=== SOURCE DOCUMENT ===
....................

2015 Reading List

2014-11-19_0002I had time to read over the holiday…not a lot of time, but a nip here and there.  I’ve made my way through quite a few books since the last time I gave you an update, so I feel a few recommendations and reviews are in order (before I forget because, kids= short term memory loss!).  I’m not going to give you the plot overview for each, as I feel you can easily read a synopsis on Amazon, or whatnot…I’ll just stick to my opinions.  During the last few weeks of November, I read the above four.  All of them were chosen from your recommendations.  I’ll start with my favorites:

The Snow Child: This was one of my favorite reads of the year.  The book is so well written that it practically whisks you away to the Alaskan frontier when it was first being settled by homesteaders.  The couple at the focus of a book long for a child, and when the one that they build out of snow seemingly comes to life, it takes them on a magical and heartfelt journey.  I simply loved every single thing about this book and would highly, highly recommend it.

The Invention of Wings: This was another favorite for one simple reason: the characters.  Sue Monk Kidd brings her characters to life in such a way that you mourn them when the book is over.  This book left me speechless with its spanning, historical plot- a brilliant read.

We Are Water: Whoa…this is a heavy book.  Perhaps I am just in a place in my life right now where I want to read books that have a redeeming quality about them.  I don’t need a super happy ending where everyone hugs it out and flies away on a rainbow… just a conclusion that leaves you with a bit of hope.  This was much too dark and ultimately sad, for my taste, though Lamb tries to end the book on a hopeful note.  Too little too late for my taste!

Astrid & Veronika: So many of you loved this book that it made me really, really want to love it.  I tried, I really did!  The writing was just beautiful, but ultimately, the story did not hold my interest.  I kept waiting to get into it, and although I made it to the end, it never really caught a hold of me, and I never fell for the characters.

....................

=== Raw records ===

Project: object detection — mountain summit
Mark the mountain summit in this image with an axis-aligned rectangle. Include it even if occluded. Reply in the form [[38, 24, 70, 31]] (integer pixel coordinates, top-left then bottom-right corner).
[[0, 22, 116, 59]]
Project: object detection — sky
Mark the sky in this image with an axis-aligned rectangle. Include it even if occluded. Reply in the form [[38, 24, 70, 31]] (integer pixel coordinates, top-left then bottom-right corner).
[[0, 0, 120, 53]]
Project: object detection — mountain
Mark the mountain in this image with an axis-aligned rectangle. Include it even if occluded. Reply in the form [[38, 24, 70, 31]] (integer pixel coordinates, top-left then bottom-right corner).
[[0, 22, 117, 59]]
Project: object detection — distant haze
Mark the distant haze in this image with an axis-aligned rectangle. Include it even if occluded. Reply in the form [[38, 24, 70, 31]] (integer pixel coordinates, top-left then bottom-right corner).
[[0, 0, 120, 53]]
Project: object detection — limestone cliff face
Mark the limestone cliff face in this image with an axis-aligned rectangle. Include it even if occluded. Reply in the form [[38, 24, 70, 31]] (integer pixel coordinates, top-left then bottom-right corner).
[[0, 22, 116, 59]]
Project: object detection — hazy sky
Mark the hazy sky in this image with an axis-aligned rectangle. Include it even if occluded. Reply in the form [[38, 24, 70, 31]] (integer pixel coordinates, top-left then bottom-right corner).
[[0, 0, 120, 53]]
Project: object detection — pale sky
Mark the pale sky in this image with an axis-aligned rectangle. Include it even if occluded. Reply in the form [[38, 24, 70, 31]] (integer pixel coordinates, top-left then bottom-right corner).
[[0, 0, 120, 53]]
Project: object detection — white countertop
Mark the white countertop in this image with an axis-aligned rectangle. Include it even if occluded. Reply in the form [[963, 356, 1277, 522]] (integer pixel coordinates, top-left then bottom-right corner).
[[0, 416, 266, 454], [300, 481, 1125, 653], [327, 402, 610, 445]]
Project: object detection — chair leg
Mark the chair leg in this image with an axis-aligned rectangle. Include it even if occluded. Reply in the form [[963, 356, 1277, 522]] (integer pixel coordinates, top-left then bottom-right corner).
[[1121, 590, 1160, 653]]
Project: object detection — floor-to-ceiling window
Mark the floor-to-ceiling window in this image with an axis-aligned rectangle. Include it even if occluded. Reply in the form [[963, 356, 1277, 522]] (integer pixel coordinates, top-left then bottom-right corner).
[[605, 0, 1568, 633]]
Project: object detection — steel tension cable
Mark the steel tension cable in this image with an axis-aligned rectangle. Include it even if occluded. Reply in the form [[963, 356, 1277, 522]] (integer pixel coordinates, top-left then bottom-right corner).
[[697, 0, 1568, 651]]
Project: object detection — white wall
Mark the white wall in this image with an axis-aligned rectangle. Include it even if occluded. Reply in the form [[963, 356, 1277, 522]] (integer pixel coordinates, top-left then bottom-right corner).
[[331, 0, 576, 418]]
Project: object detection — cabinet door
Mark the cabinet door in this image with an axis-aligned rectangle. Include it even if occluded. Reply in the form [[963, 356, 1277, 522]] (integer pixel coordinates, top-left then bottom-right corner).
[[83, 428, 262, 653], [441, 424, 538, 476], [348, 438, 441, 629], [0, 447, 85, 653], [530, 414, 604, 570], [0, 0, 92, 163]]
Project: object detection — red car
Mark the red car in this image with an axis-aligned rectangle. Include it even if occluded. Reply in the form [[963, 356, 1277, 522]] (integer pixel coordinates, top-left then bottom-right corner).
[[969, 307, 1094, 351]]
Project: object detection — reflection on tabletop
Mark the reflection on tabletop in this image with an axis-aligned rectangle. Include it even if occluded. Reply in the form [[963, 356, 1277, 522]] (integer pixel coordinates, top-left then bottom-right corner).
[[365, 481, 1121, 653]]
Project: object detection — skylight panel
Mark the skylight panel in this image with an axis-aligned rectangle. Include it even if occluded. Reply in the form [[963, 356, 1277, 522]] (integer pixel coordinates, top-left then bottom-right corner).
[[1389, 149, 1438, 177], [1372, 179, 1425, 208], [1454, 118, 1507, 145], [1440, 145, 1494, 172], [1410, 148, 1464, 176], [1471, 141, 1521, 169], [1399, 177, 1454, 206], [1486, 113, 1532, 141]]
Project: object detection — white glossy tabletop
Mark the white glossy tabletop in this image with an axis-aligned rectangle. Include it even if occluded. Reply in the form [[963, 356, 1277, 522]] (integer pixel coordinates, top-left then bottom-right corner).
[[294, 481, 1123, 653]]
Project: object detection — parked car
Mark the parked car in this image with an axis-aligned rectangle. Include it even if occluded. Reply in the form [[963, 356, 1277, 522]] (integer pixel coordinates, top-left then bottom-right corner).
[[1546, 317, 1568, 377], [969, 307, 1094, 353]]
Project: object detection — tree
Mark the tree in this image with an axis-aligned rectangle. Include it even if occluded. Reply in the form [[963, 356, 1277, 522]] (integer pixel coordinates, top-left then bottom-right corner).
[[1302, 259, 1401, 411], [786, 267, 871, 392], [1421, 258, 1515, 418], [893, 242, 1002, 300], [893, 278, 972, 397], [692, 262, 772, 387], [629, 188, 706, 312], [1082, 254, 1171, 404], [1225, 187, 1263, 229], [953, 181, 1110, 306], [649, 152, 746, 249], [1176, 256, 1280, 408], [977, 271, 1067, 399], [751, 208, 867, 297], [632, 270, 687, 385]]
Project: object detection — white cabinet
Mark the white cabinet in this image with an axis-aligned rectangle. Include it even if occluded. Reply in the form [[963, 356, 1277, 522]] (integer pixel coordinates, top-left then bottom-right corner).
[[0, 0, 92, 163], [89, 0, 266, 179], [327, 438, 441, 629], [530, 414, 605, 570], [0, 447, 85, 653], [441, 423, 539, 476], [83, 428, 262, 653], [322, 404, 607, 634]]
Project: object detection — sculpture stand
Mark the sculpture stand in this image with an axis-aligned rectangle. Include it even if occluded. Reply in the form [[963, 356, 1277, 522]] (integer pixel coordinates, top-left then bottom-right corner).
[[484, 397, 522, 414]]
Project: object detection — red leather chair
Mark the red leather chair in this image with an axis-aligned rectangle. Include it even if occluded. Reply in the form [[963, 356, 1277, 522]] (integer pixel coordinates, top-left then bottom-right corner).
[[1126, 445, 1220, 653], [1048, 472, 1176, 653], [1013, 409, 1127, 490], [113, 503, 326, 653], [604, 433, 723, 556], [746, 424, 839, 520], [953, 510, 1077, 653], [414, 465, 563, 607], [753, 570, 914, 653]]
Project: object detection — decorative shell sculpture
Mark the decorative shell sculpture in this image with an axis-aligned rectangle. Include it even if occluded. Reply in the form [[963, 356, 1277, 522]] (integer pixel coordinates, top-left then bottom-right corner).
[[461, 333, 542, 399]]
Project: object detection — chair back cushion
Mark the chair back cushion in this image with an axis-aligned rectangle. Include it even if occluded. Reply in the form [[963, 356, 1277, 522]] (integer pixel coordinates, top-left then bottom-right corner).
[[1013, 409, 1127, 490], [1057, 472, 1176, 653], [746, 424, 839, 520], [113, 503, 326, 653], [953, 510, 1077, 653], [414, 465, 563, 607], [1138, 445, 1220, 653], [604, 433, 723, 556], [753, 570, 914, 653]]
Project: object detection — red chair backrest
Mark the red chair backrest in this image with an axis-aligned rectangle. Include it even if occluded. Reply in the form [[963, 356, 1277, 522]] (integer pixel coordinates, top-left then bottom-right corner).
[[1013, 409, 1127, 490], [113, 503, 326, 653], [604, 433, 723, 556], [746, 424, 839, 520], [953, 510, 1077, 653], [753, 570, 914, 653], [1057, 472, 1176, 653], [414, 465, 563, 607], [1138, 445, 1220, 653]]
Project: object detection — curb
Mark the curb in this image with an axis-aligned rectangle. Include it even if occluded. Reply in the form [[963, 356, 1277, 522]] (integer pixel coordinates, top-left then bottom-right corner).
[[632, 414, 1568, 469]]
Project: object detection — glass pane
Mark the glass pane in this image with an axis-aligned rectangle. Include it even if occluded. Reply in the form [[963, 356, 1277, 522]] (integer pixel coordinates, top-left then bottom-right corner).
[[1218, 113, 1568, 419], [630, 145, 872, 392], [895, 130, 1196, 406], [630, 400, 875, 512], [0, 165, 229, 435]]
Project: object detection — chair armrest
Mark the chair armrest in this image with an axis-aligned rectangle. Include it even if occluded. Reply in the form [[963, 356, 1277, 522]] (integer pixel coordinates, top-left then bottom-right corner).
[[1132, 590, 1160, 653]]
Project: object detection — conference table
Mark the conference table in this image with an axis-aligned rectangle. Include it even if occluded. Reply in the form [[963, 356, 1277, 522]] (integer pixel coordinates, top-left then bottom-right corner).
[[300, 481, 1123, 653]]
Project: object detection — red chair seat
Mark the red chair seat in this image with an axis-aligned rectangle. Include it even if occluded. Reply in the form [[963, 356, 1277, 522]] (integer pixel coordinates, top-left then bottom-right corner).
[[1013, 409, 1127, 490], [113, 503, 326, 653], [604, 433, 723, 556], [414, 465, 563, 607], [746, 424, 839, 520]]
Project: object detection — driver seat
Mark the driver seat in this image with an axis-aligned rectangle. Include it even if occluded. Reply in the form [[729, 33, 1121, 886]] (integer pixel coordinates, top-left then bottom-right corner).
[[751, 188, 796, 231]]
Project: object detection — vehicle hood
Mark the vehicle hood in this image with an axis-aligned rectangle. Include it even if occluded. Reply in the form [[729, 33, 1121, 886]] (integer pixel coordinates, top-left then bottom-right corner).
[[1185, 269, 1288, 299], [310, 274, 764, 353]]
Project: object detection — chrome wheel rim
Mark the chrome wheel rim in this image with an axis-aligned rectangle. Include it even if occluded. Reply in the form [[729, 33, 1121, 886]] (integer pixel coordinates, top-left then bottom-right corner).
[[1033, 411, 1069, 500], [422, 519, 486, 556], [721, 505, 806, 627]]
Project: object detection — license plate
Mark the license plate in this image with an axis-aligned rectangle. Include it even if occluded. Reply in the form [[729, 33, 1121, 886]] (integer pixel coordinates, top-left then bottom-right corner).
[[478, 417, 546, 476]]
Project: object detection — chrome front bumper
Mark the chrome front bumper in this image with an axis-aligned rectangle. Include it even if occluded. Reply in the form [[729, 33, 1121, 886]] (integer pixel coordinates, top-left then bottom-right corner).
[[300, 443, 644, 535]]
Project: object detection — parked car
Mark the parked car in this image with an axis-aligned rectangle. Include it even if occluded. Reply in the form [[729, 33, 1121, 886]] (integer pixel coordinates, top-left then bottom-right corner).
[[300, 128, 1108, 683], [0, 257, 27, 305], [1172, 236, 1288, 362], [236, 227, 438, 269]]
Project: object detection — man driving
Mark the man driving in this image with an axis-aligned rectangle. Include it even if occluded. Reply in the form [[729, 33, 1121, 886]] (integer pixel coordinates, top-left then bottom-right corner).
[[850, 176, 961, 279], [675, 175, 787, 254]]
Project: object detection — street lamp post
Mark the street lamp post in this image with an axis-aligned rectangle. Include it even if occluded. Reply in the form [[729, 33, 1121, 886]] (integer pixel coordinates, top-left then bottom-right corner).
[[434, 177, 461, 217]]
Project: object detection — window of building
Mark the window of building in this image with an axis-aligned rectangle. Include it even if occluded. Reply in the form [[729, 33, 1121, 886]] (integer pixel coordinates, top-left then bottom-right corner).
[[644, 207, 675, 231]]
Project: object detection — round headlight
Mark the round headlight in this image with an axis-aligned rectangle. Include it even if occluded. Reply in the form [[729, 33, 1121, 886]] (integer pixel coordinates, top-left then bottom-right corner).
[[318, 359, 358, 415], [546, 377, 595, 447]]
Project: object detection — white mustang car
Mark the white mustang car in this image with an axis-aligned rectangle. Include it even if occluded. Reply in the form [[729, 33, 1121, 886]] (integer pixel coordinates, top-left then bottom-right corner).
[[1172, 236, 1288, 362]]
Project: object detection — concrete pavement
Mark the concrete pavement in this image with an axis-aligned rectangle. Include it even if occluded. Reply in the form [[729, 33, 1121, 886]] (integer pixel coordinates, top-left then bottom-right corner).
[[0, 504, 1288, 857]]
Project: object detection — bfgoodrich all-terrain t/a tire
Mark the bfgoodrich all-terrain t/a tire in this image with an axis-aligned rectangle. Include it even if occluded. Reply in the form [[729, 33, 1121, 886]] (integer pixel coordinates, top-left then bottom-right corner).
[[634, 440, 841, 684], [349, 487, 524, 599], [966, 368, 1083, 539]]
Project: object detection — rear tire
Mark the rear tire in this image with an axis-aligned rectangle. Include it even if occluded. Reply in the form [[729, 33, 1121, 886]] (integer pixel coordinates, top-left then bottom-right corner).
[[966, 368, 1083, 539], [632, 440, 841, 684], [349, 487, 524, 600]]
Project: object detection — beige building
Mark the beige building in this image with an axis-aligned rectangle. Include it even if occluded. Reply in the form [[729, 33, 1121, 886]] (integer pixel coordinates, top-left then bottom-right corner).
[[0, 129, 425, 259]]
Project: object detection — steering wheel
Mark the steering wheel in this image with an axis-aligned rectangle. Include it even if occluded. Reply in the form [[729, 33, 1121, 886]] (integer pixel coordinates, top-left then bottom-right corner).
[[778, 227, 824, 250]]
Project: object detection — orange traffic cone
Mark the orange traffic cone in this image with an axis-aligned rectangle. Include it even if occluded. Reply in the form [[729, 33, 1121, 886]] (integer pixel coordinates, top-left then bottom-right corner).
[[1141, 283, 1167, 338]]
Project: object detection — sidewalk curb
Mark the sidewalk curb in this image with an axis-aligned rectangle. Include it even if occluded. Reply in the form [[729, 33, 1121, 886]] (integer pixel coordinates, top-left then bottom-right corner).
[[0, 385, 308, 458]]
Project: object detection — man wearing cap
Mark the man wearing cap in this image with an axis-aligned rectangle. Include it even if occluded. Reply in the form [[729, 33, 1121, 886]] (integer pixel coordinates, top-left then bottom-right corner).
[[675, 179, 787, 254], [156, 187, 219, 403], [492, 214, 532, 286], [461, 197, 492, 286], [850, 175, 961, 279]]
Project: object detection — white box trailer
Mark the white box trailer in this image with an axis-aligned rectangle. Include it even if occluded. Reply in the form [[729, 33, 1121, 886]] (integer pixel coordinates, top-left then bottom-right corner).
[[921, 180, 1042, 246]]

....................

=== GOAL A ===
Answer these questions from the reading list:
(i) In the review of The Snow Child, what setting does the book carry the reader to?
(ii) What single reason does the reading list give for The Invention of Wings being a favorite?
(iii) Which book is described as "much too dark and ultimately sad"?
=== GOAL B ===
Carry on writing the reading list from its last sentence.

=== EXPECTED OUTPUT A ===
(i) The Alaskan frontier when it was first being settled by homesteaders.
(ii) Its characters.
(iii) We Are Water.

=== EXPECTED OUTPUT B ===
2015-01-04_0002Next up, during the month of December, I read these four.  I’ll come right out and say it…good reads, but not at the top of my list for the year.

Astonish Me: This was my favorite of the bunch.  I really enjoyed Shipstead’s first book, Seating Arrangements, so I was looking forward to her second book.  I find reviewers to be especially harsh when it comes to a popular author’s second book- and I’ll admit that the Amazon reviews initially turned me off from reading Astonish Me.  I’m glad I gave it a second chance.  The book follows the life of a ballerina, and I really felt that Shipstead nailed it; taking us inside the hidden world of professional ballet.  I enjoyed her characters as well, especially the relationship between the main character and her husband.  I found it fascinating to watch it unfold.

Small Blessings: A very sweet story- not overly intellectual or complicated.  I would save this for a beach read, and enjoy it with a cocktail.  Fun and well-written, the story moves along swiftly.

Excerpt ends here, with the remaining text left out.